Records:
=====
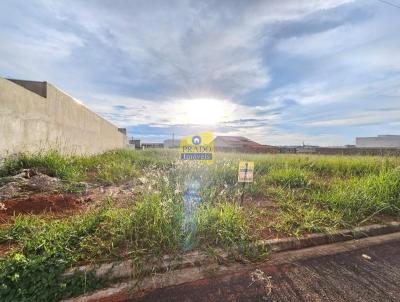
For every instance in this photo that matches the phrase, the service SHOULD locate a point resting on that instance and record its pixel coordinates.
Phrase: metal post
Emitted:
(244, 183)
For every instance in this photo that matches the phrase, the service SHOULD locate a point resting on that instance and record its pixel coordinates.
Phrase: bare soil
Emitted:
(41, 203)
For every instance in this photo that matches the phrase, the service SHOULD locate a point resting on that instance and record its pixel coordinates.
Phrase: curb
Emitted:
(126, 290)
(124, 269)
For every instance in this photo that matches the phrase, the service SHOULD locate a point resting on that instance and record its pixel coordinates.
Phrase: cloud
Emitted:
(282, 71)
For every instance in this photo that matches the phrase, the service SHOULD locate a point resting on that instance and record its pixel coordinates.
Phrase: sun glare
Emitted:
(204, 111)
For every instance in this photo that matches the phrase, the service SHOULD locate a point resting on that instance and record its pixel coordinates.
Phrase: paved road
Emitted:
(346, 276)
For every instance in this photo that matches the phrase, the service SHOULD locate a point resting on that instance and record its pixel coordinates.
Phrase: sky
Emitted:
(277, 72)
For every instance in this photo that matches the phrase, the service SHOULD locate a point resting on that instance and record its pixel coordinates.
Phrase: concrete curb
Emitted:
(125, 290)
(124, 269)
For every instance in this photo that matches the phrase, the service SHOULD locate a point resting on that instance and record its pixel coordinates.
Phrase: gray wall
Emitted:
(30, 122)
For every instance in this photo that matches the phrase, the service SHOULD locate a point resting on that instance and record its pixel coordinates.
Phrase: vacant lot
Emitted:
(57, 211)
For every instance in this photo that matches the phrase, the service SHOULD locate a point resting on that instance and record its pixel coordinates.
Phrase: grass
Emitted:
(309, 194)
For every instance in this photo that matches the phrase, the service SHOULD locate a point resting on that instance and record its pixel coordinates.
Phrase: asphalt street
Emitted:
(367, 274)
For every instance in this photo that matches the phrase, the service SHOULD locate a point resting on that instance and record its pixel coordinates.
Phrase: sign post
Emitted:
(246, 169)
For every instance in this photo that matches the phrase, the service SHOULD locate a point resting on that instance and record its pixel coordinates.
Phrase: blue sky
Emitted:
(278, 72)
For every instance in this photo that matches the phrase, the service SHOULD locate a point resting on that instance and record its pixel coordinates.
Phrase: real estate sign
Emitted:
(246, 169)
(198, 147)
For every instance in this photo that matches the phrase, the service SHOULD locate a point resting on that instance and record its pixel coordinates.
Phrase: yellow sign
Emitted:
(198, 147)
(246, 169)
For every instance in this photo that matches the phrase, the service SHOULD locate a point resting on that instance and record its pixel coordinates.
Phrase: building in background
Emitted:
(380, 141)
(172, 143)
(134, 143)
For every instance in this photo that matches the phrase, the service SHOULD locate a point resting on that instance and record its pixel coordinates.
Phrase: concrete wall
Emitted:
(30, 122)
(381, 141)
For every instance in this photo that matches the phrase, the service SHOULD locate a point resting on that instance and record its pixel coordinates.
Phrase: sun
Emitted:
(204, 111)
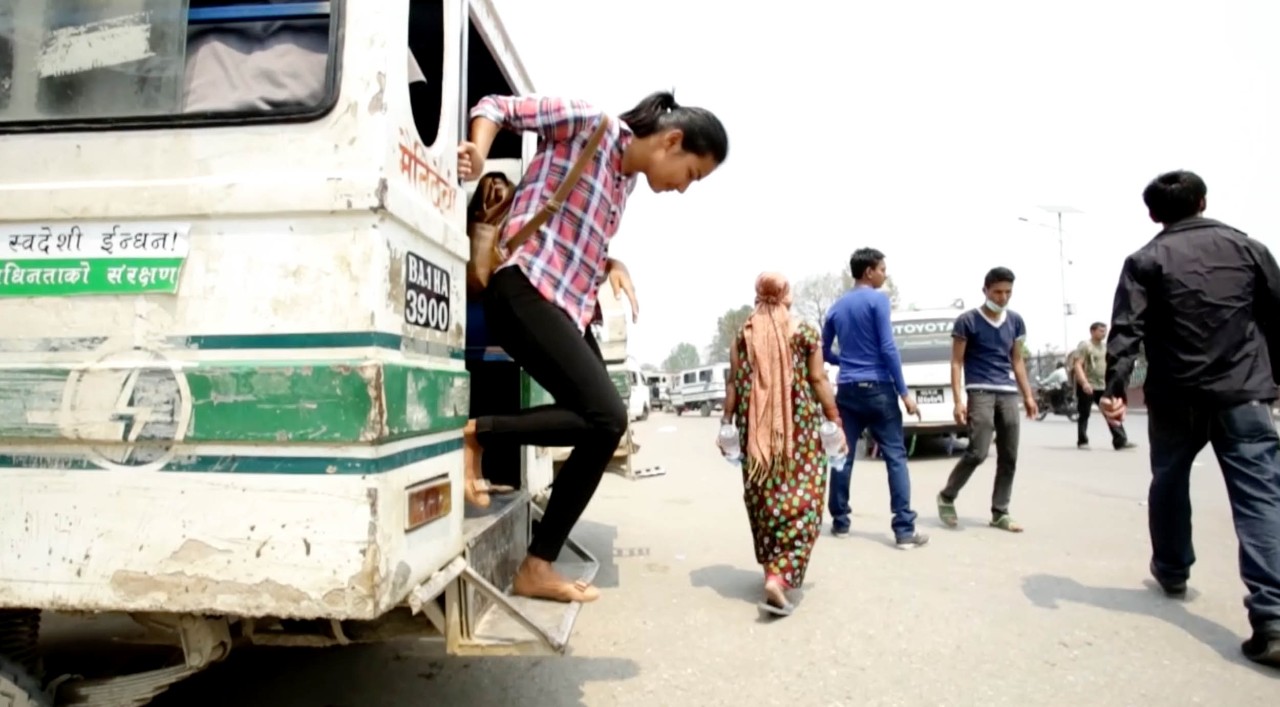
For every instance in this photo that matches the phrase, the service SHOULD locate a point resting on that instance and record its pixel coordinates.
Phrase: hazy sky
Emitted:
(926, 130)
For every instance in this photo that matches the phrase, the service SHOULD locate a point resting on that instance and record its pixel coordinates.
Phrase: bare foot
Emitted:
(475, 491)
(775, 593)
(538, 579)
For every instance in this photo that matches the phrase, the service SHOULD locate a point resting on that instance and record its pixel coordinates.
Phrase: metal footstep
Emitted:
(649, 471)
(492, 621)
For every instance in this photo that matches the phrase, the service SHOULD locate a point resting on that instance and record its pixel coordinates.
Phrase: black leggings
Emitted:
(588, 414)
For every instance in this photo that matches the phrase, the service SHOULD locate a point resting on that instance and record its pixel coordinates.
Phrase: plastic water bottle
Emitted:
(731, 445)
(831, 443)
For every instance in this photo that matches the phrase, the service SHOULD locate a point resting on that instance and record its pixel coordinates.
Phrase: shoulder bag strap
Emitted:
(557, 199)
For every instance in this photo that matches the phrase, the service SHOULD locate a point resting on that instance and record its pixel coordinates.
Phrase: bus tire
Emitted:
(21, 689)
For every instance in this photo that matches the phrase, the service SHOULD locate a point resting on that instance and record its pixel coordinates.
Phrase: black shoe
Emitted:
(1264, 648)
(913, 541)
(1173, 589)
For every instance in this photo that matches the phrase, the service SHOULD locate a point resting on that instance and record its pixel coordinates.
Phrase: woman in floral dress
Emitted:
(778, 396)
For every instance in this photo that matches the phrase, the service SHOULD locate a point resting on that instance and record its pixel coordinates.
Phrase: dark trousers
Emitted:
(1246, 445)
(588, 415)
(1084, 404)
(990, 415)
(873, 406)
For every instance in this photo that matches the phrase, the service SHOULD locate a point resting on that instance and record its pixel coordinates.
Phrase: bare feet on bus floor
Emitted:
(538, 579)
(475, 491)
(775, 592)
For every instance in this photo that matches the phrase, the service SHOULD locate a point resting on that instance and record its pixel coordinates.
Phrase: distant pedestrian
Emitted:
(1089, 370)
(1203, 300)
(868, 390)
(778, 396)
(987, 357)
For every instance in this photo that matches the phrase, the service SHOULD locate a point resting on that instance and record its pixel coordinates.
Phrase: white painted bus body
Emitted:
(129, 484)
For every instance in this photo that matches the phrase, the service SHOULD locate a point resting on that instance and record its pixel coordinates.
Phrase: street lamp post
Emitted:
(1061, 267)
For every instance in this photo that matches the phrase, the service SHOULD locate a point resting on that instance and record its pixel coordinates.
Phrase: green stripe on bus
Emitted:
(334, 401)
(323, 465)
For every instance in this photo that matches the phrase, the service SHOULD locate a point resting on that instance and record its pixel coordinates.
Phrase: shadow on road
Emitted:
(1047, 591)
(728, 582)
(391, 675)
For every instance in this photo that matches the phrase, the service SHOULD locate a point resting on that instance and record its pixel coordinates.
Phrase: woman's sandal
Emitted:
(947, 512)
(476, 492)
(776, 601)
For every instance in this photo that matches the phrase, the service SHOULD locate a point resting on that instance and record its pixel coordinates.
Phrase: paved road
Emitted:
(1060, 615)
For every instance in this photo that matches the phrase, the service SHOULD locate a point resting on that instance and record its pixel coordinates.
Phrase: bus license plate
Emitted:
(929, 396)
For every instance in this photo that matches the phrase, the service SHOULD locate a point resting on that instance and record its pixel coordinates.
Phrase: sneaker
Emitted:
(1262, 648)
(913, 541)
(1173, 589)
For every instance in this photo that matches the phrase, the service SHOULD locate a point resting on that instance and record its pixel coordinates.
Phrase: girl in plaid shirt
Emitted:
(542, 301)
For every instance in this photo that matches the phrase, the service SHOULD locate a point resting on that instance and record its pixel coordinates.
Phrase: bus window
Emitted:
(485, 77)
(126, 62)
(426, 55)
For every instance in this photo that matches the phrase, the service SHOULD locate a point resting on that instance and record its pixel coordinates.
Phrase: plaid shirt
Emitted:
(566, 260)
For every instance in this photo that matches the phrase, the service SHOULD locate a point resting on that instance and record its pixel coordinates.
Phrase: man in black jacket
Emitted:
(1203, 300)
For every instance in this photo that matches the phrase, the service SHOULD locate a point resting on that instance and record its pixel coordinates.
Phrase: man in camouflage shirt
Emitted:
(1089, 370)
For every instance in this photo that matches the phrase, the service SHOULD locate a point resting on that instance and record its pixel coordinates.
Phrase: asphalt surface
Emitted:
(1063, 614)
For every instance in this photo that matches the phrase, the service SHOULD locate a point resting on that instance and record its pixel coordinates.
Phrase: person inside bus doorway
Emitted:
(987, 356)
(1089, 369)
(542, 300)
(868, 388)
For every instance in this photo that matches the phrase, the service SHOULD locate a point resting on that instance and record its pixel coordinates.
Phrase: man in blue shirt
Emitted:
(867, 392)
(987, 354)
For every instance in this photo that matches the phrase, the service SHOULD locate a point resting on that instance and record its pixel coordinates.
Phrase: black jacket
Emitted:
(1203, 300)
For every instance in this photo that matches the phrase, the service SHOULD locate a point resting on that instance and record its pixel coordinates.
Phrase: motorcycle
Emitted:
(1060, 404)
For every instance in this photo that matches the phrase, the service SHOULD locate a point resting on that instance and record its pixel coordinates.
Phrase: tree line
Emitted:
(810, 299)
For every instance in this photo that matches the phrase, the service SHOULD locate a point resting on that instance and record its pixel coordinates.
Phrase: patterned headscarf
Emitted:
(768, 349)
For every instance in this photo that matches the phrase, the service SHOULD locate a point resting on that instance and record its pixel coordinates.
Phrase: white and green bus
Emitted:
(237, 352)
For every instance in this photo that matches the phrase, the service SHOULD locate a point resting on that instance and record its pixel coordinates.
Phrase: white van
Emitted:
(631, 386)
(700, 388)
(923, 341)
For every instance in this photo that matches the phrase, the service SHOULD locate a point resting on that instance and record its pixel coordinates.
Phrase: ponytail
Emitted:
(645, 117)
(703, 133)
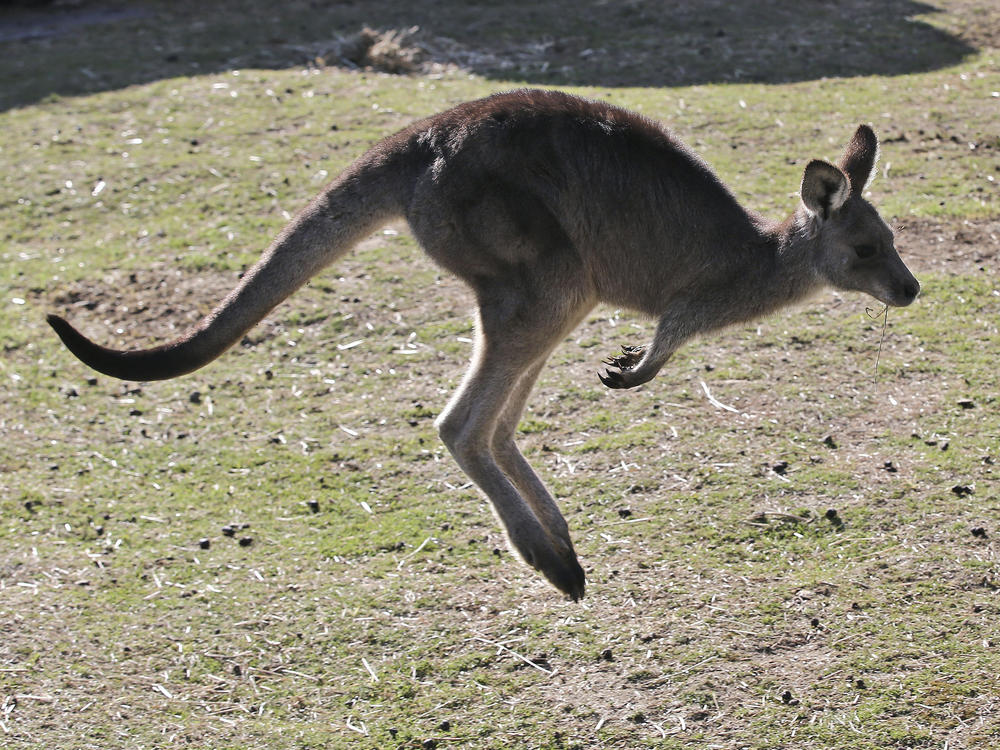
=====
What you will do:
Gather every line above that contains the word "black". Case counts, so skip any line where it appears with different capitalization.

Complete response:
Phrase: black leggings
Phrase: black shoe
Phrase: man in black jacket
Phrase: black jacket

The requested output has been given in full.